_Requirement_
Every line below should be repeated exactly.
# # # # # # #
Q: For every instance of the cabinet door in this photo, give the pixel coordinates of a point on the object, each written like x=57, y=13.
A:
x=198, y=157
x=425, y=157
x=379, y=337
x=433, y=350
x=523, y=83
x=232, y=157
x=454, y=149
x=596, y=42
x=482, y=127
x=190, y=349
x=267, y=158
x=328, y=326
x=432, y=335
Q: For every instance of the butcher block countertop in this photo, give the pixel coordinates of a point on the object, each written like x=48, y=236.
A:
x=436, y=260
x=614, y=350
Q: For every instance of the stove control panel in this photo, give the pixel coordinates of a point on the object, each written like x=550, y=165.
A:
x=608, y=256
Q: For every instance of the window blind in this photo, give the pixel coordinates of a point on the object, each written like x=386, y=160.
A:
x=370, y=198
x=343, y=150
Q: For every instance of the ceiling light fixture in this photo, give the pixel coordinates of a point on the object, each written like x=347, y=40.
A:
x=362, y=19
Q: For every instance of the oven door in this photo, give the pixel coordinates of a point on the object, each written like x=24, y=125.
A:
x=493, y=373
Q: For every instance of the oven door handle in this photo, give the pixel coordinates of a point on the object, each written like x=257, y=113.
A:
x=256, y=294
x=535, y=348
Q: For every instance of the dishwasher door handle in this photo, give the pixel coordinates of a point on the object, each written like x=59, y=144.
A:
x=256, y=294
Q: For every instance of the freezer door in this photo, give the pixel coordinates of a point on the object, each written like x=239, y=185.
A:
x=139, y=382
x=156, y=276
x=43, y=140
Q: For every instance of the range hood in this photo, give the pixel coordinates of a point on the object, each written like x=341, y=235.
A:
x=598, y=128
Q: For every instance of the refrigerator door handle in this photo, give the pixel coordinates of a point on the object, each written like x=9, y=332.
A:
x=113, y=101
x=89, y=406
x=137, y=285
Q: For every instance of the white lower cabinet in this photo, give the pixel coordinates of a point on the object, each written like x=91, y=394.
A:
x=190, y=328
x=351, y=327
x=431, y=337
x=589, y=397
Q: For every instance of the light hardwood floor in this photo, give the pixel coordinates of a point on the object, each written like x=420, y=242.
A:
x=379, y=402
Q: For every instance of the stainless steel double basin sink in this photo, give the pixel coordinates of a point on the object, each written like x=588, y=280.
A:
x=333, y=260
# # # # # # #
_Answer to the task_
Q: For every instance of the cabinet door in this photo, give the pixel coordinates of a point on the object, each written like x=57, y=13.
A:
x=198, y=157
x=425, y=157
x=379, y=337
x=433, y=350
x=523, y=83
x=232, y=157
x=454, y=149
x=596, y=42
x=482, y=127
x=190, y=349
x=267, y=158
x=328, y=326
x=432, y=335
Q: For every instance of the butcher block countertop in this photo, give the pixel coordinates of a point on the object, each written like x=48, y=236.
A:
x=436, y=260
x=614, y=350
Q: For every instance of the stove control panel in this photo, give the pixel coordinates of a point on the object, each written like x=550, y=165.
A:
x=608, y=256
Q: For every instance of the window blind in this photo, give the pixel coordinates of a point on the object, each written like x=386, y=160.
A:
x=370, y=198
x=343, y=150
Q: For every instance of the ceiling light fixture in this photo, give the pixel coordinates of a point on the object, each written like x=347, y=40.
A:
x=362, y=19
Q: For every instance of the oven door in this photo, give the pixel coordinates of a point on the object, each written like x=24, y=125.
A:
x=493, y=373
Q: For every instance of the oven door handle in this photo, give the pixel coordinates of a point on the object, each written like x=257, y=113.
A:
x=256, y=294
x=535, y=348
Q: For every instance of the dishwasher door handle in this photo, give the pixel coordinates of a point on the object, each written like x=59, y=144.
A:
x=256, y=294
Q: For every instance of the freezer door in this photo, give the pixel coordinates of a point on the object, each written like x=239, y=185.
A:
x=139, y=382
x=156, y=276
x=43, y=140
Q: For every instance of the range hood in this photo, give the pixel coordinates of a point on the object, each written like x=341, y=235.
A:
x=598, y=128
Q: For every instance of the refrigerator door handle in this photo, give the pixel coordinates of a point on the object, each written like x=9, y=332.
A:
x=113, y=101
x=89, y=406
x=137, y=285
Q: For every instance of the white lower cabinet in this photo, give the pixel coordinates of a point on the object, each written like x=91, y=394.
A:
x=190, y=328
x=351, y=327
x=431, y=337
x=589, y=397
Q: For every instance of the light hardwood floor in this photo, give the pixel coordinates of a point on the object, each written like x=420, y=242.
A:
x=379, y=402
Q: For every instance of the stainless steel double basin sink in this photo, give the pixel coordinates of a point on the object, each written like x=588, y=280.
A:
x=333, y=260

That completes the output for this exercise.